Extract provided
## begin

Let us consider specific examples of mosaics that can be generated using mapping (2). For this purpose, the programming code provided in Supporting Information S1 was used. Figure 1, Figure 2, Figure 3 and Figure 4 correspond to the case where the field $GF\left(61\right)$ is used. In these figures, as well as in all other figures presented in this study, the size of the field along both the horizontal and vertical axes is equal to twice the value of $p$, corresponding to the utilized field $GF\left(p\right)$. Specifically, Figure 1 shows a mosaic formed by means of the following function:

$$f\left(x,y\right)=x+ay$$

(3)

for parameter values $a=5$ and $a=45$, respectively.

## end

Problem
Extend the passage on mosaics built over finite fields, picking up after its last sentence. The items that follow have no connection to the passage on finite-field mosaics.

[Saved data entries]

## begin

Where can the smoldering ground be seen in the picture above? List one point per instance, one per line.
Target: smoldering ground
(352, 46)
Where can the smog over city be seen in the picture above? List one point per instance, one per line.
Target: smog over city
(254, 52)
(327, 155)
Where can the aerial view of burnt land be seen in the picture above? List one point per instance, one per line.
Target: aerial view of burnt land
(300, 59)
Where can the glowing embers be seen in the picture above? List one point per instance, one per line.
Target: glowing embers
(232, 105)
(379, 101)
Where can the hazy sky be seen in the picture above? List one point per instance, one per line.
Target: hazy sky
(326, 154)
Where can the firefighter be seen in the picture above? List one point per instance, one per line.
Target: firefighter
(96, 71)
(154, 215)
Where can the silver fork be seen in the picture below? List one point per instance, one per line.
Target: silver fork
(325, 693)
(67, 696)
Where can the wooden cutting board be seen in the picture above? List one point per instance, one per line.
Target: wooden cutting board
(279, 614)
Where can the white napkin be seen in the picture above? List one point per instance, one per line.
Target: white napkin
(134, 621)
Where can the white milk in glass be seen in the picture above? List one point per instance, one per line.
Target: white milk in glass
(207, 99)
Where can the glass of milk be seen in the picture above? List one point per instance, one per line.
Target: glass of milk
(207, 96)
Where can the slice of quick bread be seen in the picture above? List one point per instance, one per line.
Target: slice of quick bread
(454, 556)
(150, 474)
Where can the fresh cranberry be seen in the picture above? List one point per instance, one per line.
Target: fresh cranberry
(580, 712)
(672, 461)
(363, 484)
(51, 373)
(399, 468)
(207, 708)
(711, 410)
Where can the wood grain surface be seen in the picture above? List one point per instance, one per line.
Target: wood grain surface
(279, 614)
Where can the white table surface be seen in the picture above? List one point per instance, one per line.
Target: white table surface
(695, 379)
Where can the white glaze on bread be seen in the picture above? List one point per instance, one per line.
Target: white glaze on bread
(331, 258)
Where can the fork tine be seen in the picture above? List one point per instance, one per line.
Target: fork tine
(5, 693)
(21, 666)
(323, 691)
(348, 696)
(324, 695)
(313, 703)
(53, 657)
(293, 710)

## end

Expected answer
It can be observed that the simplest linear equation gives periodic structures that, up to discretization accuracy, resemble a system of equidistant parallel stripes. It should be noted that even this simplest example demonstrates the advantages of using Galois fields for constructing periodic mosaics. The original function, when considered as a function over the set of real numbers, does not inherently produce periodicity. However, when functions taking values in Galois fields are employed, such periodicity becomes apparent, even in the most elementary case.

Figure 2 presents a mosaic, characterized by a high degree of symmetry, generated using the following function:

$$f\left(x,y\right)={\left(x+ay\right)}^2$$

(4)

for $a=5$ and $a=45$, respectively.

It can be observed that in this case the primary structure corresponding to a system of equidistant stripes is preserved, although the internal structure of the stripes undergoes a transformation. It is worth emphasizing once again that the structure shown in Figure 2 reflects the distinctive properties of Galois fields. If the original function, including (4), is considered over the set of real variables, it is not periodic. Periodicity emerges when the function takes values in a Galois field, and the resulting mosaic structure becomes highly nontrivial, despite the fact that the underlying equation remains relatively simple.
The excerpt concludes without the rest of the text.